**** Data for analysis

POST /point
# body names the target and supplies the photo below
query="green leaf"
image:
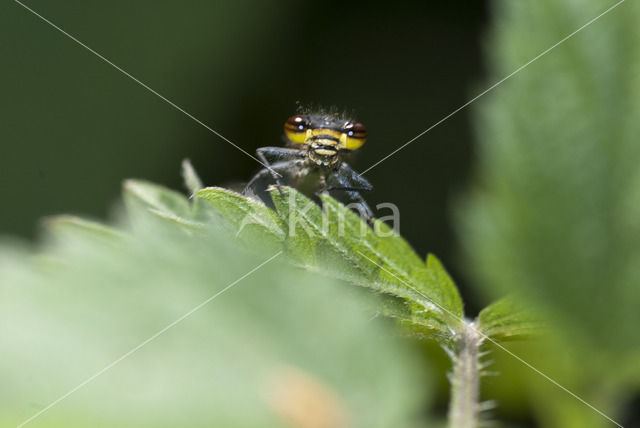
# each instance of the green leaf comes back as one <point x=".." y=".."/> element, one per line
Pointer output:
<point x="190" y="312"/>
<point x="65" y="225"/>
<point x="191" y="179"/>
<point x="249" y="219"/>
<point x="163" y="202"/>
<point x="341" y="243"/>
<point x="336" y="243"/>
<point x="506" y="319"/>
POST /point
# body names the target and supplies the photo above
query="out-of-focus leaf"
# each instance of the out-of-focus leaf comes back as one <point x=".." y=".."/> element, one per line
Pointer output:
<point x="508" y="320"/>
<point x="337" y="243"/>
<point x="159" y="200"/>
<point x="273" y="340"/>
<point x="191" y="179"/>
<point x="250" y="220"/>
<point x="554" y="218"/>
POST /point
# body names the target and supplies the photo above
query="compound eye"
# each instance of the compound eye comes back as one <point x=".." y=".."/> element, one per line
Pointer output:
<point x="295" y="128"/>
<point x="356" y="135"/>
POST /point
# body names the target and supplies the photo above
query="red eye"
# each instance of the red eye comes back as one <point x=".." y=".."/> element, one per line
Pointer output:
<point x="296" y="123"/>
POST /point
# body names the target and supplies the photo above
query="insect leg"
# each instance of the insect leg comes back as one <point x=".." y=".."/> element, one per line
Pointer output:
<point x="277" y="154"/>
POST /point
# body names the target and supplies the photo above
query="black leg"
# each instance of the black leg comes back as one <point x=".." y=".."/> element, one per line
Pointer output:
<point x="277" y="154"/>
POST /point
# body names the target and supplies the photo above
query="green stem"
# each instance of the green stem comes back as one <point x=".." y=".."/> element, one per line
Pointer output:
<point x="464" y="408"/>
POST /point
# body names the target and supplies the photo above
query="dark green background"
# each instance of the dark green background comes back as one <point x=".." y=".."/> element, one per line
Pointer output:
<point x="73" y="127"/>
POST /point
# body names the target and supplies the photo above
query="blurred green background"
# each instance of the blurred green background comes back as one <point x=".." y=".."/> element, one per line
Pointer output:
<point x="73" y="127"/>
<point x="539" y="178"/>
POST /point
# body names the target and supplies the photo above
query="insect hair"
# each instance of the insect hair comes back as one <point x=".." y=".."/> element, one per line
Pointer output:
<point x="332" y="112"/>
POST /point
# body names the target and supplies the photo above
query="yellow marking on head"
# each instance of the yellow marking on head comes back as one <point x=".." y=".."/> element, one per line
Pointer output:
<point x="295" y="135"/>
<point x="325" y="152"/>
<point x="351" y="143"/>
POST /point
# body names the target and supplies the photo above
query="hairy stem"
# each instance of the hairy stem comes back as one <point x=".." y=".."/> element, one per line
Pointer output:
<point x="464" y="408"/>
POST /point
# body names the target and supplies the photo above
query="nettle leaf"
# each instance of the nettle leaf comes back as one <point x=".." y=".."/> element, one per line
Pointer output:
<point x="334" y="241"/>
<point x="249" y="219"/>
<point x="191" y="179"/>
<point x="506" y="319"/>
<point x="65" y="225"/>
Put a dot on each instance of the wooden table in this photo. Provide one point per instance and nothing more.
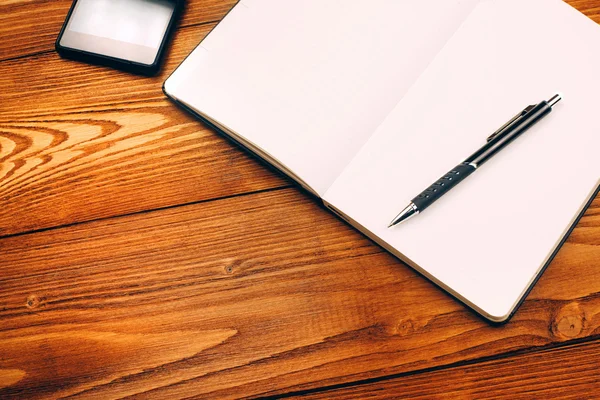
(141, 254)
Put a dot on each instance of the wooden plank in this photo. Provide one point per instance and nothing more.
(569, 372)
(32, 26)
(253, 295)
(81, 142)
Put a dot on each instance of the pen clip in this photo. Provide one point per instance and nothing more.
(510, 123)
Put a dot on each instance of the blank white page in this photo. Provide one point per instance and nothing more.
(488, 238)
(309, 81)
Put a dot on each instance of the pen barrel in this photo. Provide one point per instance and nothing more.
(519, 127)
(442, 186)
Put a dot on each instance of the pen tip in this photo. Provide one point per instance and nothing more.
(555, 99)
(405, 214)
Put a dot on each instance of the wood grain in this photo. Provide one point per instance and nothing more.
(569, 372)
(183, 284)
(281, 295)
(120, 148)
(32, 26)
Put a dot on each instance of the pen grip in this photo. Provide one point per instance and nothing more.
(442, 186)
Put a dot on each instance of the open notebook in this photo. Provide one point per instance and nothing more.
(365, 104)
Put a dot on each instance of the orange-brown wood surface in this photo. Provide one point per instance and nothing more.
(141, 254)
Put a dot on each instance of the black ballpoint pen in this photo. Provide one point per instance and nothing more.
(496, 142)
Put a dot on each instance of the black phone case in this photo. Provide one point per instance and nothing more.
(119, 63)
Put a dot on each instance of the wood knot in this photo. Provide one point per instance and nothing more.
(34, 302)
(569, 322)
(405, 327)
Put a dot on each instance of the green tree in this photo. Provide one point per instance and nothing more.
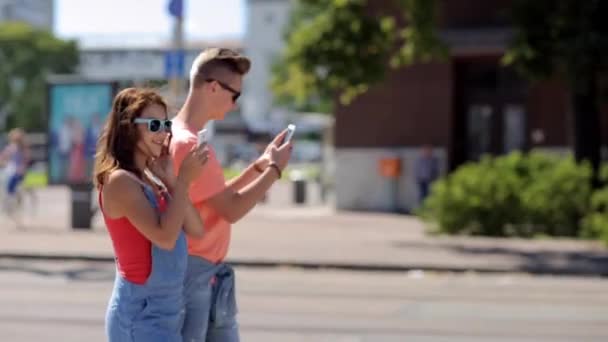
(27, 56)
(336, 49)
(568, 38)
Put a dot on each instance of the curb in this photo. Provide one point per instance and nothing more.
(538, 270)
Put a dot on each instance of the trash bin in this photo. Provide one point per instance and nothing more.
(81, 206)
(299, 187)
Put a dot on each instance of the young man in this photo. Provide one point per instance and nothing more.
(215, 85)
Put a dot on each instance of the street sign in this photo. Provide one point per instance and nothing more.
(174, 64)
(176, 8)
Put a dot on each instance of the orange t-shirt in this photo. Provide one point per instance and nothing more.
(214, 244)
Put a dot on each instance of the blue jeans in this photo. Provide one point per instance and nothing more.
(210, 301)
(153, 311)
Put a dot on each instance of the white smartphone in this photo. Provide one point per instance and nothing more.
(291, 129)
(202, 137)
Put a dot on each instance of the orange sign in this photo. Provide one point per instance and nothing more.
(390, 167)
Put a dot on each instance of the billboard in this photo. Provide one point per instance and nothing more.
(77, 112)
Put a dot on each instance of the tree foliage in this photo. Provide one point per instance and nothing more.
(27, 56)
(568, 38)
(336, 49)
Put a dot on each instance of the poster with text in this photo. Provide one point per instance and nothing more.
(76, 116)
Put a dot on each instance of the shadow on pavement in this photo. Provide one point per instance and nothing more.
(89, 272)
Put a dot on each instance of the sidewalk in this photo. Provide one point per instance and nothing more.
(278, 234)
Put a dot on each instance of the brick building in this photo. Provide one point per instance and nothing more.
(464, 107)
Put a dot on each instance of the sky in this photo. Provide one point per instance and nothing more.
(116, 22)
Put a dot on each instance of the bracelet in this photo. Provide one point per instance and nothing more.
(257, 167)
(276, 168)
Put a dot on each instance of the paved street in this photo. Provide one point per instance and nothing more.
(65, 301)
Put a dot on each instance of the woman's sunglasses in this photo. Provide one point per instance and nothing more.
(155, 125)
(235, 93)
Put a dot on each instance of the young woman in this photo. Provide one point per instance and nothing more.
(16, 156)
(147, 212)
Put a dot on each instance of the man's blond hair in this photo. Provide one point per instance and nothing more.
(214, 61)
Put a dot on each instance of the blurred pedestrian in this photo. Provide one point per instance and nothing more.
(16, 157)
(426, 171)
(146, 210)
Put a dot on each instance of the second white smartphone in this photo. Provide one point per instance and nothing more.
(202, 137)
(291, 129)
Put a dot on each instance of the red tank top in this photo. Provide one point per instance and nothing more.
(131, 248)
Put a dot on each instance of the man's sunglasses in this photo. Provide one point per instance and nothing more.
(235, 93)
(155, 125)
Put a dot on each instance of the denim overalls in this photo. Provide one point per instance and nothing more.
(153, 311)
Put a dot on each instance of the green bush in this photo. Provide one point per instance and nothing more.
(514, 195)
(595, 224)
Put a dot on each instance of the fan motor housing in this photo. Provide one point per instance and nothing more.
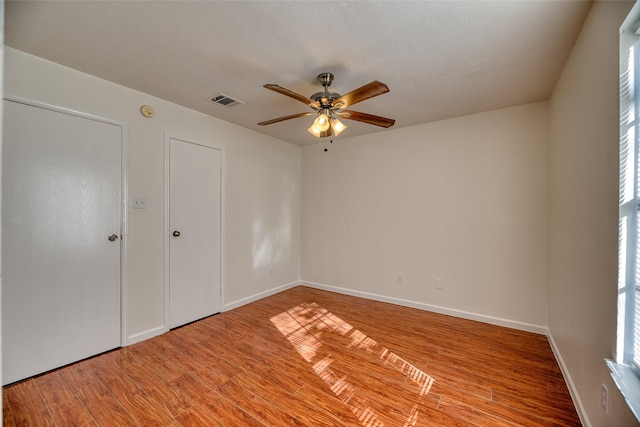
(325, 99)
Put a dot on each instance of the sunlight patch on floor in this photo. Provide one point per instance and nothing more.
(307, 325)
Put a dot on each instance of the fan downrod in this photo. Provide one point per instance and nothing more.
(325, 79)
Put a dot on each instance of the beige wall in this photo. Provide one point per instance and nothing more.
(584, 212)
(261, 186)
(464, 200)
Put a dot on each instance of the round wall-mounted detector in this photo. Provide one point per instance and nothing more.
(147, 111)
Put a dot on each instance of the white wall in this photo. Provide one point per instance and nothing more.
(262, 185)
(464, 200)
(584, 212)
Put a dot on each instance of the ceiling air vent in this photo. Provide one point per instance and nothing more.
(225, 100)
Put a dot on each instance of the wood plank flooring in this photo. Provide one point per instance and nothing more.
(306, 357)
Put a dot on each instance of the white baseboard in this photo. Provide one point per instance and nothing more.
(260, 295)
(514, 324)
(573, 391)
(145, 335)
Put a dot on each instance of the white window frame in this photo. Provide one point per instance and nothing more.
(625, 369)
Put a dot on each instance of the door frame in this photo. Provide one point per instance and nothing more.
(124, 193)
(167, 226)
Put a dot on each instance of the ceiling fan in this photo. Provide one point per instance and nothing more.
(328, 106)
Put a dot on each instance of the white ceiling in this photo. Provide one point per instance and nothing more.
(440, 59)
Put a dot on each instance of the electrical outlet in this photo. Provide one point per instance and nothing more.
(605, 401)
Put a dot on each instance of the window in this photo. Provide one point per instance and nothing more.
(626, 368)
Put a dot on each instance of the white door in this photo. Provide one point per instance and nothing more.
(195, 231)
(61, 200)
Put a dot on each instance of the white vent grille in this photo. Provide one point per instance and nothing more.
(226, 100)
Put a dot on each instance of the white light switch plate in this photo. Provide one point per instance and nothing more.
(139, 203)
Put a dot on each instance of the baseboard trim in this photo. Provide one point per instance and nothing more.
(514, 324)
(573, 391)
(145, 335)
(259, 295)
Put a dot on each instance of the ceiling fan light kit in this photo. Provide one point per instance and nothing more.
(328, 106)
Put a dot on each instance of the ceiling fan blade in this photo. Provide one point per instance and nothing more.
(280, 119)
(367, 91)
(367, 118)
(292, 94)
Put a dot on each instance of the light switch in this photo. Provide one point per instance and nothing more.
(139, 203)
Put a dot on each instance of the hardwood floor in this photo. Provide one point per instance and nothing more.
(306, 357)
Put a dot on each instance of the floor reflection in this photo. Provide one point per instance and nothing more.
(315, 332)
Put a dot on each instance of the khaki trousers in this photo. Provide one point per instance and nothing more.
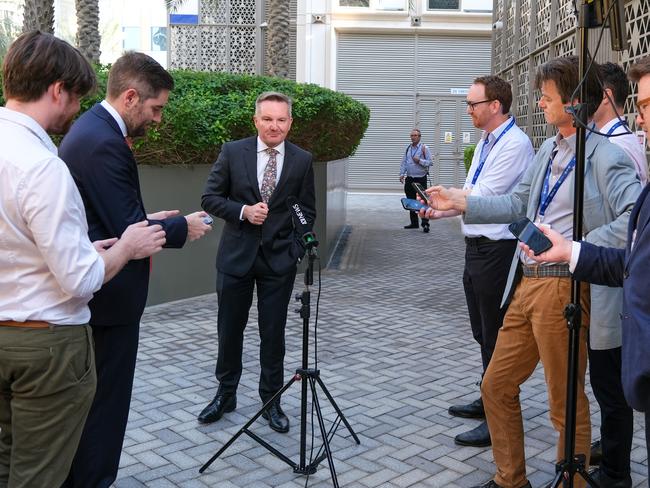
(47, 383)
(534, 329)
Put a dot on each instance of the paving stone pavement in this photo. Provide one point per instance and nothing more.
(394, 349)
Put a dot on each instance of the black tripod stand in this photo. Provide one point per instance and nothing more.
(308, 377)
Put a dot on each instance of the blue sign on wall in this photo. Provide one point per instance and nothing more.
(183, 19)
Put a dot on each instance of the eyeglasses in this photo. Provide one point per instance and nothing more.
(642, 106)
(472, 105)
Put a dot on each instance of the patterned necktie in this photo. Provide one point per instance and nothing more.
(270, 175)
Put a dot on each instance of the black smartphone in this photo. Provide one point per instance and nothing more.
(529, 234)
(420, 191)
(413, 205)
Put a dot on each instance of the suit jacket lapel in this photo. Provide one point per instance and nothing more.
(639, 218)
(537, 183)
(250, 162)
(286, 167)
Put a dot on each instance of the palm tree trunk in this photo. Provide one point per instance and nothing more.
(277, 46)
(38, 15)
(88, 38)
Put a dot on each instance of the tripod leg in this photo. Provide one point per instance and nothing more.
(244, 429)
(323, 430)
(338, 410)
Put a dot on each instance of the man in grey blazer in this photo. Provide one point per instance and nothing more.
(534, 327)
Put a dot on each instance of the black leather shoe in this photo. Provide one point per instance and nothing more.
(222, 403)
(477, 437)
(605, 481)
(473, 410)
(278, 421)
(596, 455)
(492, 484)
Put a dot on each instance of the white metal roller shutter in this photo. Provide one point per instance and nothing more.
(384, 72)
(375, 63)
(451, 62)
(375, 166)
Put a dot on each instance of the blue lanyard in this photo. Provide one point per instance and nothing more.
(547, 197)
(482, 159)
(413, 153)
(618, 124)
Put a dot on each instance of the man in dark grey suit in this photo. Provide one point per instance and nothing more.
(534, 328)
(248, 188)
(622, 267)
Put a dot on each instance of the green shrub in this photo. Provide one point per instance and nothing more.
(468, 154)
(207, 109)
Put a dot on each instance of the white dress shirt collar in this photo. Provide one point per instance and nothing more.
(115, 114)
(605, 128)
(30, 124)
(261, 146)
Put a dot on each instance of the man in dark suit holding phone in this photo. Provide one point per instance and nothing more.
(98, 154)
(628, 268)
(534, 327)
(248, 188)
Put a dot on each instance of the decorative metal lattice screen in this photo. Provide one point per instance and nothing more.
(229, 36)
(224, 39)
(534, 30)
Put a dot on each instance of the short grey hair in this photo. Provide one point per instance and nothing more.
(275, 96)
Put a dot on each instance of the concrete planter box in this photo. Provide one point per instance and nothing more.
(188, 272)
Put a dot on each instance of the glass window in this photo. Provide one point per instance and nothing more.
(354, 3)
(159, 38)
(131, 38)
(444, 4)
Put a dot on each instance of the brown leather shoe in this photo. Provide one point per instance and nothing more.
(472, 410)
(477, 437)
(493, 484)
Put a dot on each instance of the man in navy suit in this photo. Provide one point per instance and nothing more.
(97, 151)
(248, 187)
(627, 267)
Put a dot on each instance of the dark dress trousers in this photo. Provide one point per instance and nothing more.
(250, 255)
(106, 174)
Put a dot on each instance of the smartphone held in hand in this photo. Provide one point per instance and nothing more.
(420, 191)
(413, 205)
(528, 233)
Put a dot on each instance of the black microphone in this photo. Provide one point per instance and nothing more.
(301, 224)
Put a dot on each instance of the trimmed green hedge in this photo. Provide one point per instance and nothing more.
(207, 109)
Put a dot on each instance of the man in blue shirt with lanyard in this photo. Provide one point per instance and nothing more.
(534, 327)
(612, 451)
(501, 157)
(414, 169)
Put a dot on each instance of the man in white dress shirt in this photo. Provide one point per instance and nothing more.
(500, 159)
(607, 118)
(50, 269)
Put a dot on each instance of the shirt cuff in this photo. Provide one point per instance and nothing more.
(575, 254)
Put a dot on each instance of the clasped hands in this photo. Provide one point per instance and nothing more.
(442, 200)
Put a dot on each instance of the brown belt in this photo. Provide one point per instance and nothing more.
(30, 324)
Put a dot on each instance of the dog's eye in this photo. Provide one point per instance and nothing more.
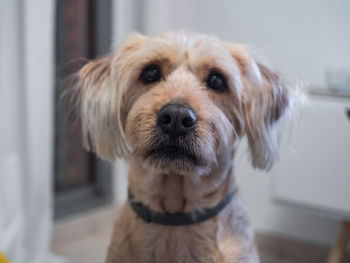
(216, 81)
(151, 74)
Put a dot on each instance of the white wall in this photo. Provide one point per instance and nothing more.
(301, 39)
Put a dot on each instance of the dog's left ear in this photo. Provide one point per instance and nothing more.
(265, 100)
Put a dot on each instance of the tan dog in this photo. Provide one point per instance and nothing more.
(176, 105)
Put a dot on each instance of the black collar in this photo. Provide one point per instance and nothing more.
(177, 219)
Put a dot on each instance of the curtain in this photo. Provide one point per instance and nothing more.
(26, 128)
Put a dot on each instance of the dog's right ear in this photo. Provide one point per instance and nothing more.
(101, 94)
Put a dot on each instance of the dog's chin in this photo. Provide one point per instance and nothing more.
(175, 160)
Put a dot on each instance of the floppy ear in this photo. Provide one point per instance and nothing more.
(265, 100)
(101, 129)
(101, 94)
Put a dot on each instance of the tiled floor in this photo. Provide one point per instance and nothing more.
(85, 239)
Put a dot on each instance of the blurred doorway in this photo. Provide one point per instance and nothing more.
(83, 32)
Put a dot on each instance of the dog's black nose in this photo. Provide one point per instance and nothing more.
(176, 119)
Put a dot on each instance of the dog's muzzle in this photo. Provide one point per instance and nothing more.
(176, 124)
(176, 119)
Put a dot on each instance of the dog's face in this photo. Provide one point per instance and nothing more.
(178, 101)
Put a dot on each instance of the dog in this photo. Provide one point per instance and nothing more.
(176, 105)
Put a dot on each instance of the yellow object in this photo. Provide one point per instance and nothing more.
(3, 259)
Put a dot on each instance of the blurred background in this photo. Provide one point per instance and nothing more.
(58, 202)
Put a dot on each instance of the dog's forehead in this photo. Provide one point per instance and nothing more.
(191, 42)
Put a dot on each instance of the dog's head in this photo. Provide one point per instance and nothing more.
(177, 101)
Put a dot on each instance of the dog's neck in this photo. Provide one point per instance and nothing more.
(172, 193)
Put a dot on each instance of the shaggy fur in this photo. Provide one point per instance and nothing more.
(119, 116)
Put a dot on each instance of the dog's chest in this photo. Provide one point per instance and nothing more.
(179, 244)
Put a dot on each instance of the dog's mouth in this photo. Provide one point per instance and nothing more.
(170, 156)
(173, 153)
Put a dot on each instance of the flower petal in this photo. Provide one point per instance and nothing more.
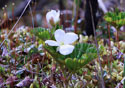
(70, 38)
(56, 17)
(51, 43)
(66, 49)
(59, 35)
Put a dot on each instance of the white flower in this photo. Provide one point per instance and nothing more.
(53, 17)
(63, 41)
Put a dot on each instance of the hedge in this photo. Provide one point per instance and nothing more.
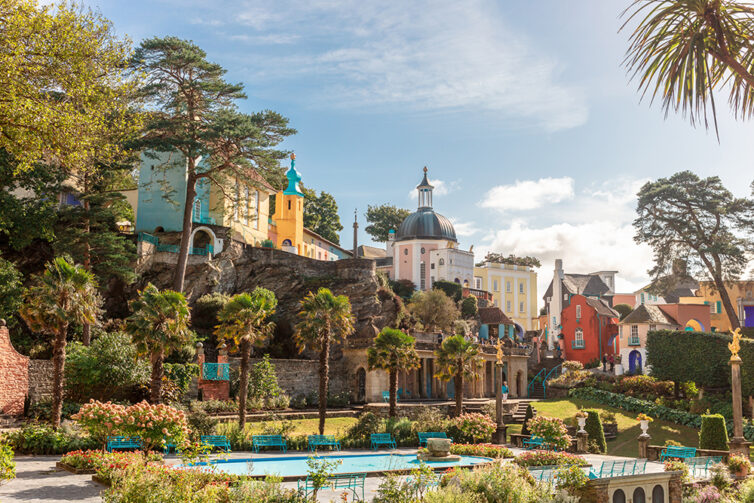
(637, 405)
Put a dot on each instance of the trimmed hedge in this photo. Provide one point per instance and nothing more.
(594, 428)
(713, 434)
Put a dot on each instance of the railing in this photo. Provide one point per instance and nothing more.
(215, 372)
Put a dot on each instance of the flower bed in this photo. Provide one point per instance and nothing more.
(549, 458)
(483, 450)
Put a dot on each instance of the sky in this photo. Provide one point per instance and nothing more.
(534, 136)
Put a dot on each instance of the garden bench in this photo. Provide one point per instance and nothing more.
(378, 439)
(219, 441)
(259, 441)
(701, 464)
(680, 452)
(350, 481)
(315, 441)
(426, 435)
(121, 443)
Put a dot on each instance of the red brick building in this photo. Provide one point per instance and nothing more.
(590, 329)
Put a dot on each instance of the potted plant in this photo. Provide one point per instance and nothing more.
(581, 419)
(644, 421)
(739, 466)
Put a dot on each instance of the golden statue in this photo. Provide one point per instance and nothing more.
(735, 346)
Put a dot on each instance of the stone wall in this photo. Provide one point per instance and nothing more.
(40, 380)
(14, 375)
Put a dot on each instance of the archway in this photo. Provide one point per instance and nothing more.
(634, 362)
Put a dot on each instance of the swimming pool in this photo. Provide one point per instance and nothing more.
(295, 466)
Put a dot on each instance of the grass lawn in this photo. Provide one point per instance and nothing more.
(628, 427)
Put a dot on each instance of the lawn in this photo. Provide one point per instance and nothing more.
(628, 428)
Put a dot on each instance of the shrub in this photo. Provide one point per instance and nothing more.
(107, 370)
(551, 429)
(7, 465)
(713, 434)
(595, 430)
(472, 427)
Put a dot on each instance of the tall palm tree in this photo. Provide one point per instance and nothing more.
(325, 318)
(393, 351)
(683, 50)
(159, 325)
(458, 358)
(244, 320)
(65, 293)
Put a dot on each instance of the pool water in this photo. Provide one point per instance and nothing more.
(293, 466)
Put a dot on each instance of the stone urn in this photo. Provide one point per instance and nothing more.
(439, 450)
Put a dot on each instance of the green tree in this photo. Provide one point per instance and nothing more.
(325, 319)
(382, 219)
(393, 351)
(244, 320)
(683, 50)
(195, 114)
(64, 89)
(159, 325)
(321, 214)
(698, 221)
(434, 309)
(458, 359)
(64, 294)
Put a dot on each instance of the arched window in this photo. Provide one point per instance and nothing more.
(658, 494)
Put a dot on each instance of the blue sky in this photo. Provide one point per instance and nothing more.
(536, 140)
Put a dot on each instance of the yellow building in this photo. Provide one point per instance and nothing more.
(513, 289)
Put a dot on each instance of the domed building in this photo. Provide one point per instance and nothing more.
(425, 248)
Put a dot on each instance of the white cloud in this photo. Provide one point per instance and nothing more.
(529, 194)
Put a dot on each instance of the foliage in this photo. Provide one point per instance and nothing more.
(472, 427)
(42, 439)
(551, 429)
(88, 69)
(450, 288)
(63, 295)
(483, 450)
(499, 258)
(469, 307)
(159, 325)
(713, 434)
(321, 214)
(434, 309)
(108, 369)
(594, 428)
(7, 465)
(393, 351)
(382, 219)
(548, 458)
(700, 222)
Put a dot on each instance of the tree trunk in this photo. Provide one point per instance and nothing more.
(324, 371)
(58, 362)
(156, 387)
(458, 382)
(393, 391)
(243, 388)
(188, 208)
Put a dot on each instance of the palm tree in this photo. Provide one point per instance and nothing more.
(244, 320)
(326, 318)
(65, 293)
(393, 351)
(458, 358)
(683, 50)
(159, 325)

********

- Requirement -
Lines containing the string "compound" in the entries above should be counted. State that number alone.

- Solution to the problem -
2